> _Task details_
Present every line of the entries below as a numbered list, skipping blank lines and leaving out the pictures.

********************

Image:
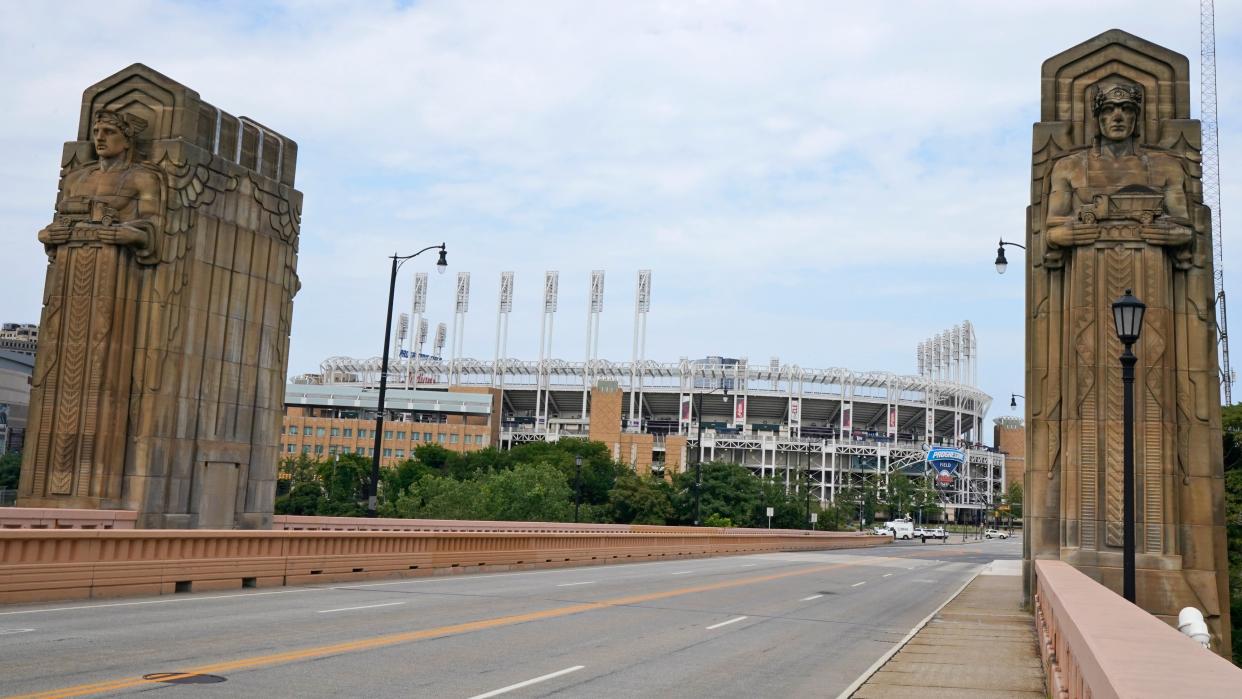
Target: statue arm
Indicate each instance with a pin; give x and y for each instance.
(1060, 220)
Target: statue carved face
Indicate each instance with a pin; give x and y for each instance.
(1117, 119)
(109, 140)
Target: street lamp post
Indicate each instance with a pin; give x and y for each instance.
(398, 260)
(578, 484)
(698, 462)
(1001, 263)
(1128, 317)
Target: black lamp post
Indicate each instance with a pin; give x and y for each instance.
(578, 484)
(1128, 318)
(1001, 263)
(698, 462)
(398, 260)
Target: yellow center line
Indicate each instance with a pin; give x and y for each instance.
(410, 636)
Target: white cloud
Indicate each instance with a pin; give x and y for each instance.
(790, 170)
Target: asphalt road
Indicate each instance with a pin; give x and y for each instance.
(788, 625)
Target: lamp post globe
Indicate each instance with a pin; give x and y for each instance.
(1128, 318)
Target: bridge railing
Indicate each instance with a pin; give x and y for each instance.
(40, 565)
(1096, 644)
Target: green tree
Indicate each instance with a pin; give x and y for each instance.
(440, 497)
(1231, 422)
(729, 489)
(10, 469)
(528, 492)
(640, 500)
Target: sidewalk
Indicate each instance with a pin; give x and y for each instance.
(980, 644)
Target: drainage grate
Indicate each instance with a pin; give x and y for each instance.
(184, 678)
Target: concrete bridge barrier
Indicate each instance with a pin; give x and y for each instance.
(1096, 644)
(61, 564)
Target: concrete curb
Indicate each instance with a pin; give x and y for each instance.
(862, 679)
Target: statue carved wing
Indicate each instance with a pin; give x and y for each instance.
(188, 186)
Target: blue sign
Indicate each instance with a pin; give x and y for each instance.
(947, 453)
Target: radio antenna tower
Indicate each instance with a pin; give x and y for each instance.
(1212, 179)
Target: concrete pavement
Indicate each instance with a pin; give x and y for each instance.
(981, 644)
(742, 626)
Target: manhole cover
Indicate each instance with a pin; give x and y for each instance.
(183, 678)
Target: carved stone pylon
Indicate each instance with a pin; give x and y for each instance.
(1117, 204)
(159, 381)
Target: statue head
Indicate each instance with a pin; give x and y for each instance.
(114, 133)
(1117, 108)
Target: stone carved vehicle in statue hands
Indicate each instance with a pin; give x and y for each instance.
(1135, 202)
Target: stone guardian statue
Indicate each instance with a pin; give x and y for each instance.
(159, 379)
(1117, 204)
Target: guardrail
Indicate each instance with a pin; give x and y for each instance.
(1096, 644)
(44, 565)
(66, 518)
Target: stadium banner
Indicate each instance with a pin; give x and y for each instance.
(945, 462)
(420, 292)
(462, 293)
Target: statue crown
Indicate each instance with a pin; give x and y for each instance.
(129, 124)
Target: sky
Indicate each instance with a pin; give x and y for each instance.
(817, 181)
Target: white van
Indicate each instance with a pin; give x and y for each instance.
(901, 529)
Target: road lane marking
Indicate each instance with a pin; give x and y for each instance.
(159, 601)
(735, 620)
(363, 607)
(388, 640)
(527, 683)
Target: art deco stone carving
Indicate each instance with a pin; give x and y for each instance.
(159, 380)
(1117, 204)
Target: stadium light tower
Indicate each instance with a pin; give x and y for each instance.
(398, 261)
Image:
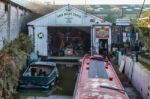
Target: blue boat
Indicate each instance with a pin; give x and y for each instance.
(39, 75)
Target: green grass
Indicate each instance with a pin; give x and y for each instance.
(147, 66)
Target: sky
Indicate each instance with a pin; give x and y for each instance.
(94, 1)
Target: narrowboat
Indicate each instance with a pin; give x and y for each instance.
(39, 75)
(97, 79)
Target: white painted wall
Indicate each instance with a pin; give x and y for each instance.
(61, 17)
(15, 23)
(96, 40)
(3, 25)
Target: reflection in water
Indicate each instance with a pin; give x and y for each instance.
(64, 86)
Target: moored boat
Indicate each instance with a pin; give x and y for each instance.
(98, 80)
(39, 75)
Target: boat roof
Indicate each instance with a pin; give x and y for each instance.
(44, 63)
(98, 80)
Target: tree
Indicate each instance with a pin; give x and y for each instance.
(143, 26)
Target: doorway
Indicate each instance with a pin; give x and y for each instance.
(69, 41)
(103, 46)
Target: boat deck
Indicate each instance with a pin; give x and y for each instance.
(51, 97)
(98, 80)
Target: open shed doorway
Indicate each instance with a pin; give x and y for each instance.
(69, 41)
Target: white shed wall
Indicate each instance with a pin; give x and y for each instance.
(3, 25)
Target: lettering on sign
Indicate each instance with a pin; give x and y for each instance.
(69, 14)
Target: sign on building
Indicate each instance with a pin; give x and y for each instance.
(102, 32)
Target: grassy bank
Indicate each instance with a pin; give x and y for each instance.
(12, 60)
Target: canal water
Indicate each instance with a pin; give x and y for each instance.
(64, 87)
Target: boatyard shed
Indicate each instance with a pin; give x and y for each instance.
(13, 19)
(67, 27)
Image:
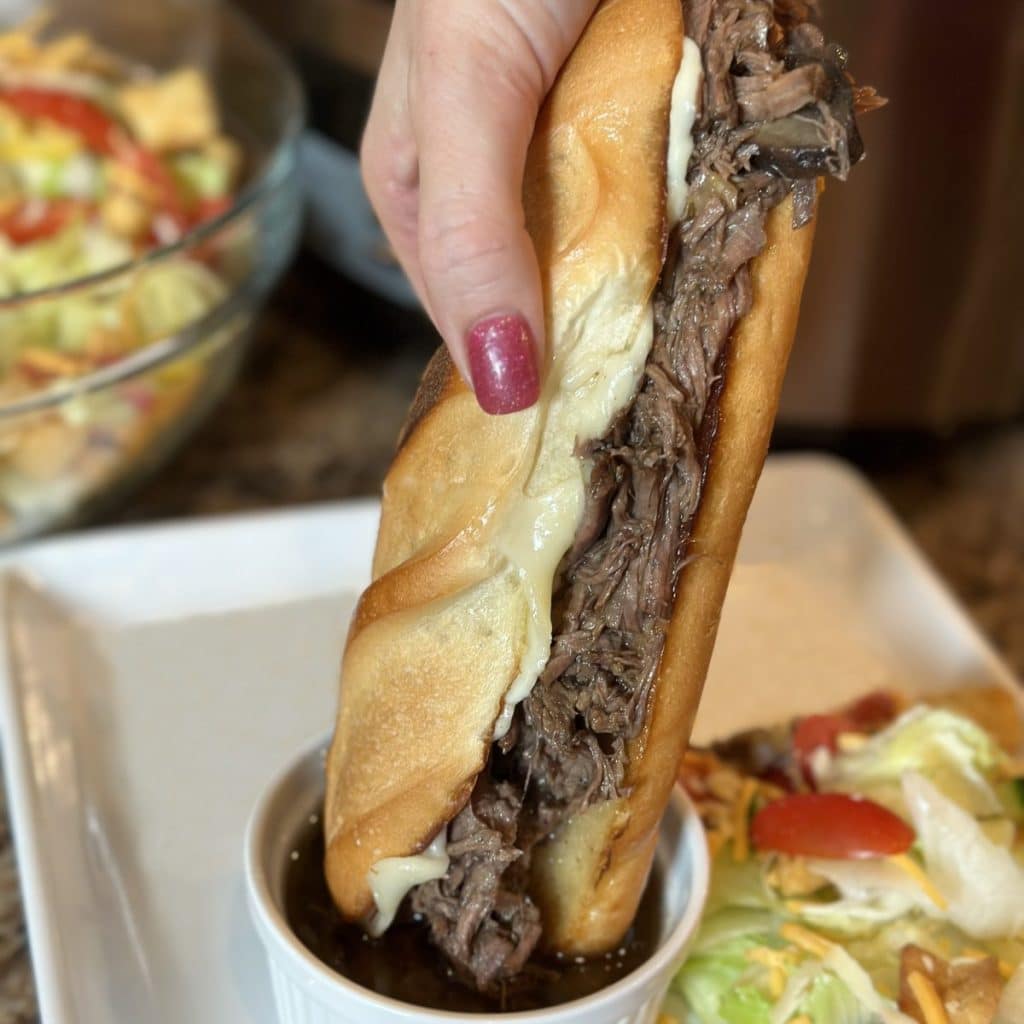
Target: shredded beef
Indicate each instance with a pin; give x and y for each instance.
(776, 111)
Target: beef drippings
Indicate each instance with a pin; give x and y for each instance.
(403, 963)
(776, 111)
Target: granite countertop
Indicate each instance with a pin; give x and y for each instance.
(315, 415)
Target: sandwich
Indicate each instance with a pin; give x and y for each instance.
(520, 677)
(867, 866)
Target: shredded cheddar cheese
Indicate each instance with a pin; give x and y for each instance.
(928, 998)
(911, 867)
(740, 812)
(806, 940)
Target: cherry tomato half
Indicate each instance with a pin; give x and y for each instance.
(96, 128)
(829, 824)
(39, 219)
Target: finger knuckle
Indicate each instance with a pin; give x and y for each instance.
(461, 243)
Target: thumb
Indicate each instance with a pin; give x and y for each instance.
(481, 69)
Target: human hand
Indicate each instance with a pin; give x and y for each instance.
(442, 157)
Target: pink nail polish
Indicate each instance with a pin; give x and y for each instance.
(503, 365)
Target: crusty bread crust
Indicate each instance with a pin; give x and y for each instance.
(589, 880)
(440, 634)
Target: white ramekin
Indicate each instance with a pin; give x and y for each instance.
(308, 992)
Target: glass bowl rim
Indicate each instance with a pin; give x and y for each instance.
(279, 167)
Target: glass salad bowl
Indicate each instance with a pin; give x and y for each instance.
(120, 331)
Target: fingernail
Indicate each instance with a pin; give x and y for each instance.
(503, 365)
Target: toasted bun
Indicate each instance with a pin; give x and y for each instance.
(588, 882)
(459, 609)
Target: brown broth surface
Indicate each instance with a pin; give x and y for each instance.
(403, 965)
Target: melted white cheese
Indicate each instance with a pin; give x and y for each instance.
(592, 385)
(391, 878)
(683, 114)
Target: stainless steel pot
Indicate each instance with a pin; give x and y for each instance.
(912, 314)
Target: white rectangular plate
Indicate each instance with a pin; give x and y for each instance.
(153, 680)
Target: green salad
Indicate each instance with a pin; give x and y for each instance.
(100, 162)
(867, 868)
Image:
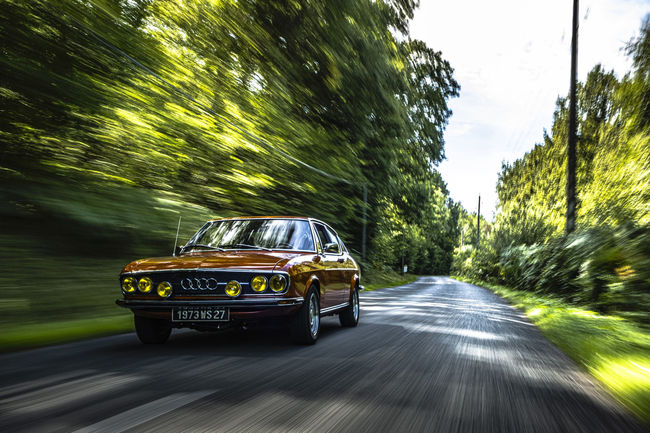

********************

> _Exercise output_
1. Image:
2. Target: statue arm
3. Indicate each instance with a pin; give x and y for each instance.
4. (1060, 220)
5. Target: statue carved face
6. Indicate each instance with a pin; give x and y for each instance.
7. (1117, 119)
8. (109, 140)
9. Target: street lamp post
10. Indicate each instance with a pin; give x and y for each instance.
11. (398, 260)
12. (578, 484)
13. (698, 462)
14. (1001, 263)
15. (1128, 317)
16. Target: black lamp post
17. Indicate each instance with a pin; give x and y for each instance.
18. (578, 484)
19. (1128, 318)
20. (1001, 263)
21. (698, 462)
22. (398, 260)
23. Target: yellow center line
24. Indicate each instance with a pin; give x and y for each instance.
25. (410, 636)
26. Target: white cloud
27. Indicate each instance with a pin; give x and y for each instance.
28. (790, 170)
29. Target: asphalt road
30. Indicate each instance with a pin; give x and y for each instance.
31. (788, 625)
32. Target: lamp post globe
33. Indicate each instance with a pin; give x and y for each instance.
34. (1128, 318)
35. Target: bridge railing
36. Indicate each instance with a pin; give x and y for each instance.
37. (40, 565)
38. (1096, 644)
39. Target: green tree
40. Indicate each instance with a pin; give x and y for each instance.
41. (440, 497)
42. (1231, 422)
43. (729, 489)
44. (10, 469)
45. (528, 492)
46. (640, 500)
47. Target: sidewalk
48. Indicate each instance with a pin; give x and y for each instance.
49. (980, 644)
50. Target: drainage grate
51. Indicate each instance with a pin; give x and y for each instance.
52. (184, 678)
53. Target: concrete bridge barrier
54. Indicate each instance with a pin; give x and y for each instance.
55. (1096, 644)
56. (61, 564)
57. Target: concrete curb
58. Indicate each instance with a pin; give x and y for each instance.
59. (862, 679)
60. Target: statue carved wing
61. Indicate each instance with a pin; give x and y for each instance.
62. (188, 186)
63. Target: blue sign
64. Indicate each instance with a pin; give x and y for each instance.
65. (947, 453)
66. Target: radio antenna tower
67. Indicate each instance with a pin; give x and y for each instance.
68. (1212, 179)
69. Target: concrete pavement
70. Indicate each instance with a pin; give x and y for each instance.
71. (981, 644)
72. (742, 626)
73. Target: manhole cover
74. Indicate each instance with a pin; give x and y for each instance.
75. (183, 678)
76. Target: carved stone pylon
77. Indicate each instance with a pin; give x and y for each instance.
78. (1117, 204)
79. (159, 381)
80. Target: statue head
81. Indicate each instance with a pin; give x and y for each instance.
82. (114, 133)
83. (1117, 108)
84. Target: stone carved vehicle in statue hands
85. Indicate each instance with a pin; give x and y for each instance.
86. (1135, 202)
87. Target: stone guardian statue
88. Indicate each instance with a pin; give x and y for each instance.
89. (159, 379)
90. (1117, 204)
91. Target: guardrail
92. Indicate each instance with a pin; give x and y for each instance.
93. (1096, 644)
94. (44, 565)
95. (66, 518)
96. Target: stadium banner
97. Indicate each instance with a pin; give x and y for each instance.
98. (945, 462)
99. (420, 292)
100. (462, 293)
101. Target: statue crown
102. Indicate each instance with a pin; give x and y for each instance.
103. (129, 124)
104. Target: sky
105. Indicate each instance with a pin; give x and y for each instance.
106. (817, 181)
107. Target: white van
108. Indicate each instance with a pin; give x and y for each instance.
109. (901, 529)
110. Target: road lane marking
111. Indicate each instance with a pin; give x and y for each instance.
112. (159, 601)
113. (735, 620)
114. (363, 607)
115. (388, 640)
116. (527, 683)
117. Target: art deco stone carving
118. Indicate each instance with a pin; give x and y for each instance.
119. (159, 380)
120. (1117, 204)
121. Target: stadium light tower
122. Indicate each instance with a pin; give x and y for each instance.
123. (398, 261)
124. Image:
125. Target: blue boat
126. Indicate each instance with a pin; give x and y for each instance.
127. (39, 75)
128. Target: green grass
129. Indicate each instance with a pin; give x and y for each instance.
130. (147, 66)
131. Target: sky
132. Indicate each instance with a pin; give x and y for each instance.
133. (94, 1)
134. Target: narrowboat
135. Indicate each instance with a pin; give x and y for each instance.
136. (39, 75)
137. (97, 79)
138. Target: white painted wall
139. Indicate each instance with a pin; give x and y for each instance.
140. (61, 17)
141. (15, 23)
142. (96, 40)
143. (3, 25)
144. Target: reflection in water
145. Indicate each instance with a pin; give x and y for each instance.
146. (64, 86)
147. Target: moored boat
148. Indicate each instance with a pin; give x and y for each instance.
149. (98, 80)
150. (39, 75)
151. Target: boat roof
152. Indicate each instance with a pin; give x and y for each instance.
153. (44, 63)
154. (98, 80)
155. Target: tree
156. Indicate each instance with a pin; give x and y for each instance.
157. (143, 26)
158. Target: doorway
159. Indicate each instance with a pin; give x and y for each instance.
160. (69, 41)
161. (103, 46)
162. Target: boat deck
163. Indicate each instance with a pin; give x and y for each instance.
164. (51, 97)
165. (98, 80)
166. Target: open shed doorway
167. Indicate each instance with a pin; give x and y for each instance.
168. (69, 41)
169. Target: white shed wall
170. Indicate each instance with a pin; give x and y for each instance.
171. (3, 25)
172. Target: lettering on sign
173. Indicate each instance with a pin; give x and y for each instance.
174. (69, 14)
175. Target: sign on building
176. Indicate each instance with a pin; give x and y for each instance.
177. (102, 32)
178. Target: grassy bank
179. Indicate each instance with a pin; give x and y for each instance.
180. (12, 60)
181. Target: canal water
182. Indicate each instance with a pin; give x and y for each instance.
183. (64, 87)
184. Target: boatyard shed
185. Indicate each instance with a pin; give x and y for each instance.
186. (13, 19)
187. (67, 27)
188. Image:
189. Target: shredded beef
190. Indicate each instance with a pin; give x and y for each instance.
191. (776, 111)
192. Target: beef drippings
193. Indicate each instance with a pin; give x and y for each instance.
194. (403, 963)
195. (776, 111)
196. Target: granite countertop
197. Indicate each instance with a pin; give x and y for each instance.
198. (315, 415)
199. Target: sandwich
200. Indicate each instance with a pin; give x and y for each instance.
201. (520, 677)
202. (867, 866)
203. Target: shredded cheddar cheese
204. Indicate each instance with a pin; give x and y for each instance.
205. (928, 998)
206. (911, 867)
207. (740, 812)
208. (806, 940)
209. Target: cherry tomato half
210. Indicate each instance with a pin; give x and y for each instance.
211. (96, 128)
212. (829, 824)
213. (39, 219)
214. Target: finger knuckle
215. Indicate each instance with a pin; give x and y for each instance.
216. (461, 243)
217. Target: thumb
218. Indicate each instance with a pin; give x and y for each instance.
219. (481, 69)
220. Target: human hand
221. Indicate each instance with a pin; give x and y for each instance.
222. (442, 157)
223. Target: pink nail polish
224. Indicate each instance with a pin; give x and y for each instance.
225. (503, 365)
226. Target: crusty bread crust
227. Indicate each instance with a pin; give x and y for each instance.
228. (589, 880)
229. (440, 634)
230. Target: white ramekin
231. Indicate each instance with a pin; give x and y for each instance.
232. (308, 992)
233. Target: glass bowl rim
234. Indicate each instance with a pin; give x and y for each instance.
235. (279, 167)
236. Target: glass salad bowl
237. Indicate each instance with a pin; give x and y for each instance.
238. (120, 331)
239. Target: fingernail
240. Indicate each instance with a pin; give x and y for each instance.
241. (503, 365)
242. Target: toasted bun
243. Indicate each instance with a pin; give x and y for each instance.
244. (588, 882)
245. (459, 609)
246. Target: brown broth surface
247. Indicate each instance with a pin; give x and y for each instance.
248. (403, 965)
249. Target: melted white cheese
250. Indicate each instance with a pin; give x and y for each instance.
251. (592, 385)
252. (391, 878)
253. (683, 114)
254. Target: stainless steel pot
255. Indicate each instance with a pin; give x and y for each instance.
256. (912, 314)
257. Target: white rectangular plate
258. Indicate each instance with a pin; give x and y for each instance.
259. (153, 680)
260. Target: green salad
261. Indicate each instance with a pin; give x and y for each instance.
262. (100, 162)
263. (867, 868)
264. Image:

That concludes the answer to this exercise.